Given request: Reproduce all of the data below word for word, omitting the pictures.

Task inputs:
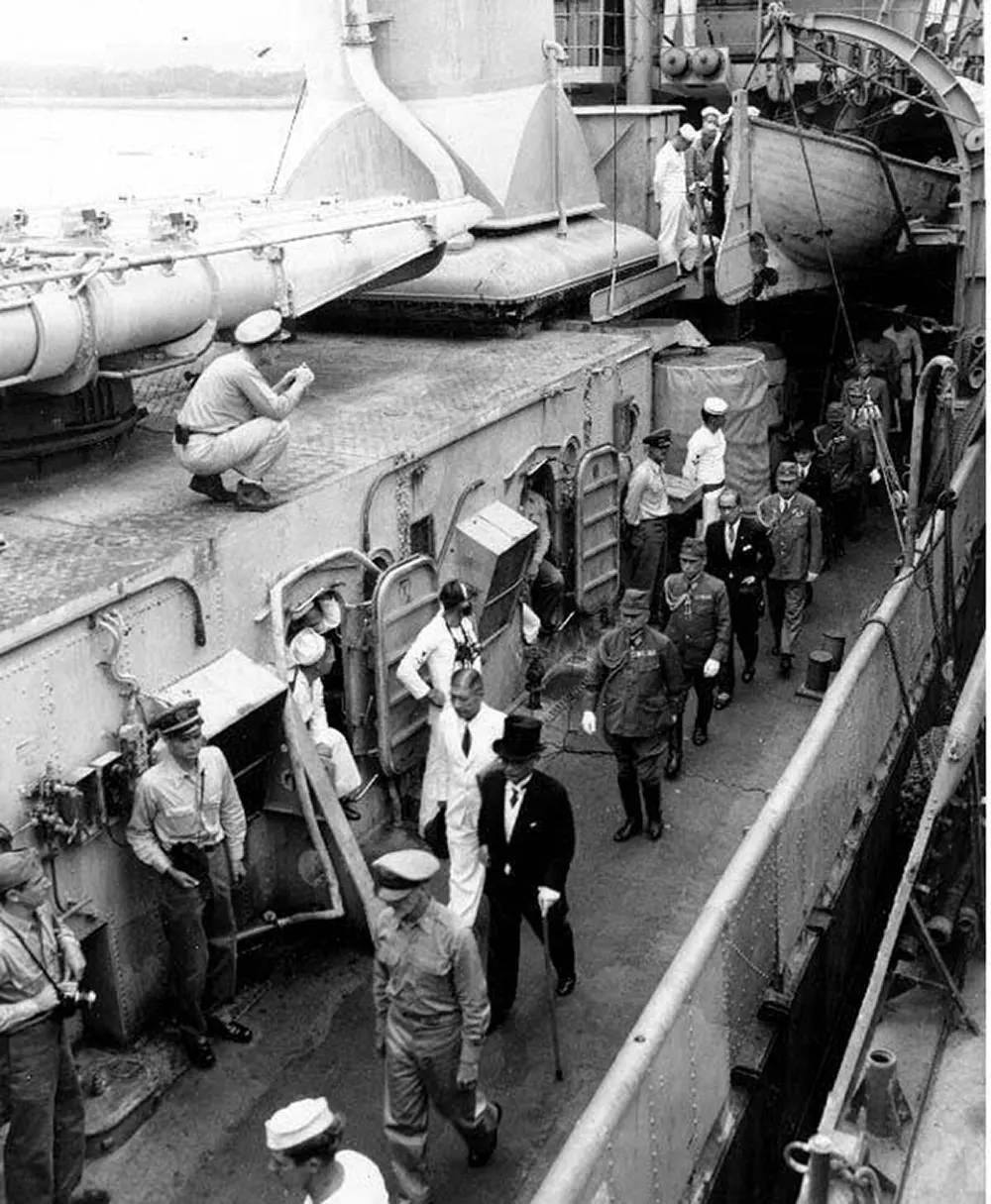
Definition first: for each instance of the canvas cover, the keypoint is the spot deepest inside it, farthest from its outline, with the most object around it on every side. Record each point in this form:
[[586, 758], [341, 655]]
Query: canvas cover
[[738, 375]]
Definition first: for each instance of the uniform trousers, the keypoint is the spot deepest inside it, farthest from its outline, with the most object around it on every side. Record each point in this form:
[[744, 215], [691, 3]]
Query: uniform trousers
[[638, 756], [202, 942], [46, 1141], [745, 616], [421, 1061], [787, 605], [647, 558], [508, 906], [251, 449]]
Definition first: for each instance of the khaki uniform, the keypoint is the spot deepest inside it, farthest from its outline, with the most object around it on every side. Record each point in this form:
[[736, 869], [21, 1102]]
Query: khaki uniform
[[431, 1014]]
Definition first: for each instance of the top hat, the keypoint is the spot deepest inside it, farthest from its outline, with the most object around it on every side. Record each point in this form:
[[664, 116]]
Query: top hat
[[520, 738]]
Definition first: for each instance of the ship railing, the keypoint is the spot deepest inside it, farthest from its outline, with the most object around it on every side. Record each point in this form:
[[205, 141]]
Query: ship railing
[[670, 1090]]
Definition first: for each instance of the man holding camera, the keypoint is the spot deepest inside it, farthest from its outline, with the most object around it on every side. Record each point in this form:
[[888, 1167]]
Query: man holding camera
[[40, 968], [233, 418], [189, 826]]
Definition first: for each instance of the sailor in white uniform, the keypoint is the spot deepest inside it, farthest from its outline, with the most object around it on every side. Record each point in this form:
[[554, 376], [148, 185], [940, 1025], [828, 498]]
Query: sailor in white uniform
[[465, 734], [446, 643]]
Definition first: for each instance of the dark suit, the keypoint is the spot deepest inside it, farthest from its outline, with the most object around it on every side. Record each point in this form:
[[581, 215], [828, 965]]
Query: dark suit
[[751, 558], [538, 854]]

Response to this task:
Definition first: for each instance of the canvas cover, the keypoint is the spot deepest inside it, farthest from its outline, with the most object around it on every side. Record each point in this form:
[[586, 758], [341, 655]]
Query: canvas cover
[[738, 375]]
Definition first: for each instance of the uniform trousers, the keypoint is the spot deepest inside it, farthest from its outline, with the most object around it on every side. Record each point in this form:
[[744, 215], [691, 3]]
Query: uniform trousers
[[638, 756], [202, 942], [46, 1141], [745, 616], [421, 1061], [787, 605], [647, 558], [508, 906], [251, 449]]
Definition first: for each instance of the khaki uniform, the keypoint is the spot deepest inside it, farthest from its outline, with the most object around it on every side. Record each point in this form:
[[736, 869], [21, 1102]]
Query: khaki uniform
[[431, 1014]]
Definition first: for each instance of the top hat, the keypoint is the spot deepest inside it, farthest from its outline, with the most object around it on every side. Record each point in this form:
[[664, 116]]
Query: top hat
[[520, 738]]
Definition first: for each instance of the ship railing, the keypoint is the spot deepest inside it, farthest from its outline, with the most object around it on every side. Record each point in this form:
[[205, 141]]
Query: ship railing
[[670, 1090]]
Definition first: for each instance of the man holding camera, the keypoint is the spot deepest inside it, farthest from its outline, with the most object around it on every side. Record each point in this form:
[[888, 1167]]
Query: man holding camera
[[40, 968], [233, 418], [189, 826]]
Definition first: for each instance of the sailor in white uniform, the keypoint is the spot deepest inside it, farthest from its outline, with the most object around it on every side. Record each point in this form:
[[554, 376], [148, 185], [940, 1025], [828, 498]]
Query: sailor in white uniform
[[465, 734], [446, 643]]
Definition first: for each instance of the dark suit, the keypoint is the spot deepest inside it, farthest from its outline, with the most object around it on every side. Record each point in this form:
[[581, 215], [828, 965]]
Query: dark suit
[[751, 558], [538, 854]]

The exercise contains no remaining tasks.